(Segmentation dataset excerpts)
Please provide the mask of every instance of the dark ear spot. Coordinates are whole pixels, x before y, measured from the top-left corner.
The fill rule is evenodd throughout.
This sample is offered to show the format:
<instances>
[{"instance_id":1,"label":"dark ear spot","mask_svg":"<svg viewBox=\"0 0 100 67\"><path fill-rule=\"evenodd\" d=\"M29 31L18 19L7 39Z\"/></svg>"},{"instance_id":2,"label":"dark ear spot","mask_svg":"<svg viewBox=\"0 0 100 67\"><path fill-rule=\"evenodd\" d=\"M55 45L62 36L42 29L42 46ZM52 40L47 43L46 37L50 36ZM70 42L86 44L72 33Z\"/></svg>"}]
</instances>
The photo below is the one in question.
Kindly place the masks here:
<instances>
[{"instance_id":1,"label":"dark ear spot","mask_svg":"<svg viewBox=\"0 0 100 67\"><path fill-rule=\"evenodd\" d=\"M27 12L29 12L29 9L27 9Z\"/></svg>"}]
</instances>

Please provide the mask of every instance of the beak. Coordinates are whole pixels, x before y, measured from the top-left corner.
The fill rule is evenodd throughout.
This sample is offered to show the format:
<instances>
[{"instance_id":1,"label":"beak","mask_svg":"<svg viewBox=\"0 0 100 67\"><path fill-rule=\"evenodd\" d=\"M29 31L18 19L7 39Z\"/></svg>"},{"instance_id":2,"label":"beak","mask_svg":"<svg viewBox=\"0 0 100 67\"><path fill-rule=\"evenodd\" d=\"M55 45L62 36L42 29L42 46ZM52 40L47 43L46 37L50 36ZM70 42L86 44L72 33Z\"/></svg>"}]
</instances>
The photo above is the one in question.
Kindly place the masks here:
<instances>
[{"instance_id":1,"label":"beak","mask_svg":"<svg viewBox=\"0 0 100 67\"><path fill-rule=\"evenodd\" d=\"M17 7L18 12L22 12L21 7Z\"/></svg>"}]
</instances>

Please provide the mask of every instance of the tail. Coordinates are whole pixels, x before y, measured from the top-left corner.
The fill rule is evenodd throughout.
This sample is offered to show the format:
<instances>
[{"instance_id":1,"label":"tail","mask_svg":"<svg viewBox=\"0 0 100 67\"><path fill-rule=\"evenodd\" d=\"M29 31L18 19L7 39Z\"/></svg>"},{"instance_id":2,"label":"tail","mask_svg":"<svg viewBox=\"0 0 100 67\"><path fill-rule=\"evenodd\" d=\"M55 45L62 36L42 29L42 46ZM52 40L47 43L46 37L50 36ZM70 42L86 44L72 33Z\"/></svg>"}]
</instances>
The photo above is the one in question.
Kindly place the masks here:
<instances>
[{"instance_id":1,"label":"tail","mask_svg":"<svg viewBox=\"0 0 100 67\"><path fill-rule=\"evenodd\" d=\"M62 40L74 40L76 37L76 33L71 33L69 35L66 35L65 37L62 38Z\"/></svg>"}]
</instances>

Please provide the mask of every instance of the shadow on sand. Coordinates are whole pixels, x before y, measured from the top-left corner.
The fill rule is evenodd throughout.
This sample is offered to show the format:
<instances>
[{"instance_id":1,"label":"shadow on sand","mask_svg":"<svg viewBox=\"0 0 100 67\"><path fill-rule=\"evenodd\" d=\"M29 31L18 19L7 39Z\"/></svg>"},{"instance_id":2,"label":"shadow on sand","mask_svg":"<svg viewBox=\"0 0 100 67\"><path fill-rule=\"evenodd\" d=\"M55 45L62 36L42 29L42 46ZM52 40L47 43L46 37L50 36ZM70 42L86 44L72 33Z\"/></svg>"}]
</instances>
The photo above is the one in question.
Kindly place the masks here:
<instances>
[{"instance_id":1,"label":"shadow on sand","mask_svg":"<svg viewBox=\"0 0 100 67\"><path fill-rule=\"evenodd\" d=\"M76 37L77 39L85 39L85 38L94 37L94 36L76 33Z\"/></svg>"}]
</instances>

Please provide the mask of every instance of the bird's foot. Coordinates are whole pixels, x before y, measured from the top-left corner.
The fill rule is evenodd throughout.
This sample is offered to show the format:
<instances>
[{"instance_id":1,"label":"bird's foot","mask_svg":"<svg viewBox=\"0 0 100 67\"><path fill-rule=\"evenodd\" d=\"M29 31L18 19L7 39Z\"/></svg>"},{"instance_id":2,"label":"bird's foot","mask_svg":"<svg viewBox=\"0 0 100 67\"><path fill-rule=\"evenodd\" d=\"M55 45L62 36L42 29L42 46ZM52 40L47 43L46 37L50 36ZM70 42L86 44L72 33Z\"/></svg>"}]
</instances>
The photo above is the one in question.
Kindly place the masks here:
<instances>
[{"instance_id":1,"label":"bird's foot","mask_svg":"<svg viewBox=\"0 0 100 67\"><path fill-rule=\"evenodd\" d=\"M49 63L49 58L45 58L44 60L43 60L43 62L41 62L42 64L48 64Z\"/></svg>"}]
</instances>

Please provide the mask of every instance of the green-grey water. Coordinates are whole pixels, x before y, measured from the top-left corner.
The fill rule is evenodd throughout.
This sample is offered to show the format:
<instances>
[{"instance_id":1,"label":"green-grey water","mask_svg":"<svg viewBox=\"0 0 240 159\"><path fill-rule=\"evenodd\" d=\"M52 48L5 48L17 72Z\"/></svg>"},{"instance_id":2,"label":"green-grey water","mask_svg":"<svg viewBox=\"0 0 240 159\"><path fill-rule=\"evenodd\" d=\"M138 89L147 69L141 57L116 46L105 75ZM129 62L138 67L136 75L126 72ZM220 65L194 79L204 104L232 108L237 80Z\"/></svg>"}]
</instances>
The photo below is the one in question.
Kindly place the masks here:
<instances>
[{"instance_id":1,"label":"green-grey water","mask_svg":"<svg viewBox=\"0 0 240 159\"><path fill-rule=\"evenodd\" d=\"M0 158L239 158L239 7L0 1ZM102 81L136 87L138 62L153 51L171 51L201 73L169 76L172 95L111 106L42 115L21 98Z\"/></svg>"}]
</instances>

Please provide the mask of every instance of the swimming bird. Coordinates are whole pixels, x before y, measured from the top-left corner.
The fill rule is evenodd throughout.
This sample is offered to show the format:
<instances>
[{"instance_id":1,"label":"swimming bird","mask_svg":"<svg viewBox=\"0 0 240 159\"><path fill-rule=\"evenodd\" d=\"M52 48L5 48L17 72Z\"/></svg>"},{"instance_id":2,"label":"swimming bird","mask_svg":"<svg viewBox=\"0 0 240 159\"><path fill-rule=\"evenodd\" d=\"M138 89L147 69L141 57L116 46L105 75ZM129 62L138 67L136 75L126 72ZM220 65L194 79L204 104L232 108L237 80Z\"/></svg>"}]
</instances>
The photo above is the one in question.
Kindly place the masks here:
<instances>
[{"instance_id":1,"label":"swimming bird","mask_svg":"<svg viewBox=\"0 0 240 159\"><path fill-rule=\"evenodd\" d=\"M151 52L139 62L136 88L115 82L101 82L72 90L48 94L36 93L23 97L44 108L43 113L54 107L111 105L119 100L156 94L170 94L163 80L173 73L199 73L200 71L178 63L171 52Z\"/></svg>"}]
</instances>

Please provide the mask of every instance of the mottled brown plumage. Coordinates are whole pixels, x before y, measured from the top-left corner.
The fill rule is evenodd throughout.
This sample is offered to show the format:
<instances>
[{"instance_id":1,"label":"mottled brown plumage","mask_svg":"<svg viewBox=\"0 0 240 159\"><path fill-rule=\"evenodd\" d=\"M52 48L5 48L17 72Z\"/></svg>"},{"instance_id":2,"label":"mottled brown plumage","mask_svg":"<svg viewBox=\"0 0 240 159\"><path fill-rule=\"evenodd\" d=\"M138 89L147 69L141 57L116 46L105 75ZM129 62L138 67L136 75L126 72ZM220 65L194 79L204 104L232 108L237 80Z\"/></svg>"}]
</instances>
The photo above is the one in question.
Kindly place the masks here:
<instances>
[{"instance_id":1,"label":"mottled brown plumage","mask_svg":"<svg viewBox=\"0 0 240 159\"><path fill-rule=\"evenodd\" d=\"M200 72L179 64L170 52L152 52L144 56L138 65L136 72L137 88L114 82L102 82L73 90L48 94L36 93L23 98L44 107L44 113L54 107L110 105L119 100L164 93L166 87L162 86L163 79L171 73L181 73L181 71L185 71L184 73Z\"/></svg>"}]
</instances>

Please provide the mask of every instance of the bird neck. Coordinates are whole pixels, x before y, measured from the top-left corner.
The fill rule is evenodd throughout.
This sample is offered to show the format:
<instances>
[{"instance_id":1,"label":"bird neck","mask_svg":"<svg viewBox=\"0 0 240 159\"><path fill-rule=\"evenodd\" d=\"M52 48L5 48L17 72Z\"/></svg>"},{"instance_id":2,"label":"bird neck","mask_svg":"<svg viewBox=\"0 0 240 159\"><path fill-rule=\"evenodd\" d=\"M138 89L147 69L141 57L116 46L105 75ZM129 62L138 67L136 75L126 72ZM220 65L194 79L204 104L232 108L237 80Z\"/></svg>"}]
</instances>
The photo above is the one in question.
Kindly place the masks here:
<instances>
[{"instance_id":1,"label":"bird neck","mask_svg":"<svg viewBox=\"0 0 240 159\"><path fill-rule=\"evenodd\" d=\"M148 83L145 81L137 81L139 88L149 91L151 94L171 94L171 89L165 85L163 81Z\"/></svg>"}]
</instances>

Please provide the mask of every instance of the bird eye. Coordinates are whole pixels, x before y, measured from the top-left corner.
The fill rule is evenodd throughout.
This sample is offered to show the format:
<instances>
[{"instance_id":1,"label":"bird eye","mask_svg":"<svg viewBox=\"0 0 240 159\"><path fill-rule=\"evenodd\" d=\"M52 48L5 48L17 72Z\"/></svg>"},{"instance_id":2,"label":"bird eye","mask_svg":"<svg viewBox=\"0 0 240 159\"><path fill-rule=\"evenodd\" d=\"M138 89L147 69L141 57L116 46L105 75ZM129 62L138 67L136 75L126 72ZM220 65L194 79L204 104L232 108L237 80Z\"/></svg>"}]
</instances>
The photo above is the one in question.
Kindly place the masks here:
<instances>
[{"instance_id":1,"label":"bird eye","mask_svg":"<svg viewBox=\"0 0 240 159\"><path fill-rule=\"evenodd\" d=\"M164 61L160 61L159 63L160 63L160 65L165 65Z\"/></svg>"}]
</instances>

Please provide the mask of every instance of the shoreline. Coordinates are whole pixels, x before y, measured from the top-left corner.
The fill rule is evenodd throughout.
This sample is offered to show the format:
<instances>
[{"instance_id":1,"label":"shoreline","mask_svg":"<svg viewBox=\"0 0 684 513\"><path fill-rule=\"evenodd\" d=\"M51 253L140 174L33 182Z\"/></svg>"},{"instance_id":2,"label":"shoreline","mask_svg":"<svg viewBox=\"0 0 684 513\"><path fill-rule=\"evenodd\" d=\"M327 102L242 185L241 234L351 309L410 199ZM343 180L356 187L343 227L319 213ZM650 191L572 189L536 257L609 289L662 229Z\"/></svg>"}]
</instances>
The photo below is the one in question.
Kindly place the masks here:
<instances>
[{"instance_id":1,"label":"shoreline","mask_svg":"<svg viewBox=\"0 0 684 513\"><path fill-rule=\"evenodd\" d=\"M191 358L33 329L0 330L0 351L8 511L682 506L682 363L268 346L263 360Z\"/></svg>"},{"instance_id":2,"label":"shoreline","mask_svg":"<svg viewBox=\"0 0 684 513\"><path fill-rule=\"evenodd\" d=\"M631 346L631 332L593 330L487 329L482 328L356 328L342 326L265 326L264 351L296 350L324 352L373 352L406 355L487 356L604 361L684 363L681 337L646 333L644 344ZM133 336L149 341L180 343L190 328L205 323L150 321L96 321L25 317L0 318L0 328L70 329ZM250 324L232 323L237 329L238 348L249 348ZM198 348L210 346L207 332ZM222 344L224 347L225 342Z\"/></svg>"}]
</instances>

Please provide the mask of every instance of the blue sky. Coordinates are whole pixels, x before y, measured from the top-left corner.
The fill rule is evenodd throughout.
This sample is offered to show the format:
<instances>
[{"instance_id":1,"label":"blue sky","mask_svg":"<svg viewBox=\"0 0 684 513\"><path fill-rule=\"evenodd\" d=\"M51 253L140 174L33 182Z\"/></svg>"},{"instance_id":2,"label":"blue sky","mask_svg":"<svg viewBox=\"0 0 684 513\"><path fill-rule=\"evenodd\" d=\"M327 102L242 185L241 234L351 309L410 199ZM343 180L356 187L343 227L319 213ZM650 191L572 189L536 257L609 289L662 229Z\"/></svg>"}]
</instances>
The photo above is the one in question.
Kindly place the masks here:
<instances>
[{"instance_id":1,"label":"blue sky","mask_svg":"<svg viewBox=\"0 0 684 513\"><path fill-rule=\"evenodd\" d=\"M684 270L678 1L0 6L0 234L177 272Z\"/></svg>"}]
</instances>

» Work required
Can you convert the records from the line with "Please provide the mask of every instance of the blue" through the end of the records into a two-column CSV with the headers input and output, one row per record? Put each record's text under input and its answer under output, with each field in one quoted cell and line breaks turned into spaces.

» Expected answer
input,output
"Please provide the mask of every instance of the blue sky. Coordinates are whole pixels, x before y, measured from the top-left corner. The fill rule is evenodd throughout. This sample is offered to show the format: <instances> [{""instance_id"":1,""label"":""blue sky"",""mask_svg"":""<svg viewBox=\""0 0 684 513\""><path fill-rule=\""evenodd\"" d=\""M51 253L140 174L33 182Z\""/></svg>""},{""instance_id"":2,""label"":""blue sky"",""mask_svg"":""<svg viewBox=\""0 0 684 513\""><path fill-rule=\""evenodd\"" d=\""M327 102L242 185L241 234L351 309L410 199ZM343 180L356 187L343 227L319 213ZM650 191L572 189L536 257L609 289L662 229Z\""/></svg>""}] </instances> The photo above is the one in question. Kindly place the masks here:","<instances> [{""instance_id"":1,""label"":""blue sky"",""mask_svg"":""<svg viewBox=\""0 0 684 513\""><path fill-rule=\""evenodd\"" d=\""M684 270L678 1L0 6L0 234L177 272Z\""/></svg>""}] </instances>"